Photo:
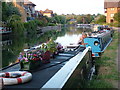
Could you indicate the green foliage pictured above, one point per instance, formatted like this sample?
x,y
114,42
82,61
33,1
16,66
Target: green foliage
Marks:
x,y
8,10
117,17
40,22
51,24
51,46
100,19
17,27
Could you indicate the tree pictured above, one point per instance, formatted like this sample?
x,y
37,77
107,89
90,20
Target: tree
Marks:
x,y
117,17
100,19
8,10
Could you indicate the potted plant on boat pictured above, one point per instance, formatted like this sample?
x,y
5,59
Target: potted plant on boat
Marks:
x,y
45,54
52,47
30,61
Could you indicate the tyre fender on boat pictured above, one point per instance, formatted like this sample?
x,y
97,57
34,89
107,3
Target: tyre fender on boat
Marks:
x,y
16,77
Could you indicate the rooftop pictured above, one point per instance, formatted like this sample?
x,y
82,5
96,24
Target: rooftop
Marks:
x,y
111,3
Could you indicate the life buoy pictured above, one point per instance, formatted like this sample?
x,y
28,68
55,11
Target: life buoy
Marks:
x,y
16,77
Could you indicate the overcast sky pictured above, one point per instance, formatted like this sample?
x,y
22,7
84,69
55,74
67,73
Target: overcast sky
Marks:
x,y
71,6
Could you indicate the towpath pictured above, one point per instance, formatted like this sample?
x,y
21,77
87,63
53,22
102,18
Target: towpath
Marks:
x,y
118,58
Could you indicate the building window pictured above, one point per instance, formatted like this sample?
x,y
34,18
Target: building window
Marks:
x,y
111,20
112,8
111,15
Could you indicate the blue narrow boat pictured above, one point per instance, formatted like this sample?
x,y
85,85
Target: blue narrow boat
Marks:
x,y
99,42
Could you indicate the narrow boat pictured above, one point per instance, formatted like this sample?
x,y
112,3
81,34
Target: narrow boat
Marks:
x,y
61,70
98,41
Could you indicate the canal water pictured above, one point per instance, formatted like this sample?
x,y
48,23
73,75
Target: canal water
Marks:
x,y
12,45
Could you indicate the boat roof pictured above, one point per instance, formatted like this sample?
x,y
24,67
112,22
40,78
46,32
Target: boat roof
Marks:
x,y
43,74
99,34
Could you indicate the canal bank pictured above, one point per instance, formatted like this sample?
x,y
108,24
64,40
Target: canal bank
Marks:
x,y
107,75
10,51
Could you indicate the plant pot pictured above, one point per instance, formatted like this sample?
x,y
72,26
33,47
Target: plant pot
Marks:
x,y
46,57
30,65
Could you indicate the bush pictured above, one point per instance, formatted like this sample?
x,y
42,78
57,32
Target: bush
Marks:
x,y
51,24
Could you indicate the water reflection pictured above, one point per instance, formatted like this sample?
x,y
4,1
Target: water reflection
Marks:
x,y
17,43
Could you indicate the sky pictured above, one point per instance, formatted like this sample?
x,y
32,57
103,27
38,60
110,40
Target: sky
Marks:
x,y
71,6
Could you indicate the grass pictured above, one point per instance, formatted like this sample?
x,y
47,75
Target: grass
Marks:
x,y
107,74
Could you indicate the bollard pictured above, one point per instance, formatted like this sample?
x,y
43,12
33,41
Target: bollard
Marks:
x,y
1,83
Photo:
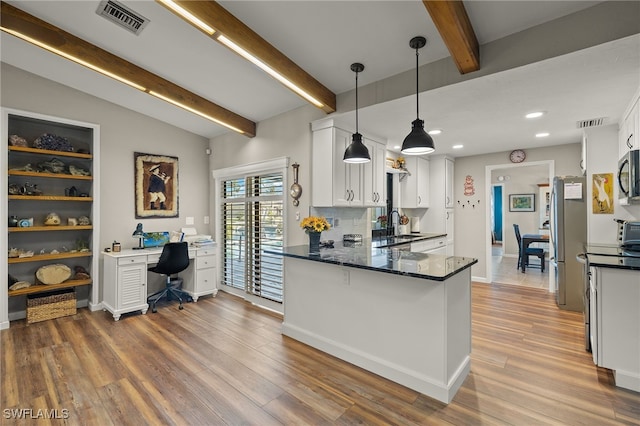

══════

**Written instruction:** Could you copy every one of the items above line for line, leaving out the pictures?

**Problem solution:**
Photo:
Could you indicate the green foliage pictured above, one point per instance, formatted like this sample?
x,y
114,42
82,61
33,1
16,66
Target: green foliage
Marks:
x,y
8,10
117,17
40,22
51,24
51,46
100,19
17,27
Could you indicate the tree pictured above, one point per instance, formatted like this sample?
x,y
37,77
107,89
90,20
Target: tree
Marks:
x,y
117,17
100,19
8,10
Could you indicate the potted plant on boat pictured above, one point per instance, formatted like this sample?
x,y
5,59
Target: potted plant on boat
Marks:
x,y
45,54
52,47
30,61
Could you indicate the tyre fender on boat pictured above, one point per instance, formatted like this sample?
x,y
97,57
34,89
107,3
Target: tyre fender on boat
Marks:
x,y
16,77
Could you indicate the rooftop pictured above, one point per instance, formatted like this sample?
x,y
82,5
96,24
Target: rooftop
Marks:
x,y
111,3
Could you indicate the life buoy pictured above, one point per instance, formatted like this sample?
x,y
28,68
55,11
Target: life buoy
Marks:
x,y
16,77
Could you indicate the overcast sky pictured above, one point per instance, formatted like this sample?
x,y
22,7
84,69
55,74
67,73
Target: overcast sky
Marks:
x,y
71,6
Could you indicate the towpath pictured above, one point per instance, formatted like this sample?
x,y
21,77
87,63
53,22
102,18
Target: towpath
Marks:
x,y
118,58
Could you indicate the building window pictured above, one point per instance, formatted like this sample?
x,y
34,18
Target: building window
Marks:
x,y
111,20
112,8
111,15
Could you indicate the blue narrow boat pictured above, one point per instance, formatted like this sample?
x,y
85,85
Target: blue narrow boat
Marks:
x,y
99,42
Could you indicate the narrow boat pictured above, one point per instance, formatted like this sample?
x,y
112,3
81,34
Target: narrow boat
Marks:
x,y
61,70
98,41
Could you indicate the canal water pictured above, one point per instance, formatted like this sample?
x,y
48,23
73,75
Target: canal water
Marks:
x,y
12,45
Could you indicate the boat roof pictured above, one point per instance, formatted like this sample?
x,y
24,67
112,22
40,78
46,32
Target: boat roof
Marks:
x,y
43,74
99,34
Could you indicate the canal bank pictured above, one point per instance, formatted like this sample?
x,y
108,24
64,40
Target: canal bank
Marks:
x,y
107,75
10,51
Could you indicate the plant pot pictured above, one point per instance, formatted like this sample?
x,y
72,26
33,47
Target: plant pot
Marks:
x,y
46,57
30,65
Could you indicate the bush pictured above, one point per instance, formatted like this sample?
x,y
42,78
57,32
Target: bush
Marks:
x,y
51,24
Could you indicate the water reflection pictured above, one point per instance, formatted like this sample?
x,y
4,1
Target: water reflection
Marks:
x,y
17,43
Could you indicate the sky pictured above, one point per instance, formatted like this sample?
x,y
32,57
103,27
38,60
110,40
Target: sky
Marks:
x,y
71,6
Could you indicate the grass pictured above, one point per instance, formatted like this sample?
x,y
47,75
Target: grass
Marks:
x,y
107,74
Could you indicate the bollard pictured above, one point per instance, formatted like this sample?
x,y
43,12
33,41
Target: bollard
Marks:
x,y
1,83
Photo:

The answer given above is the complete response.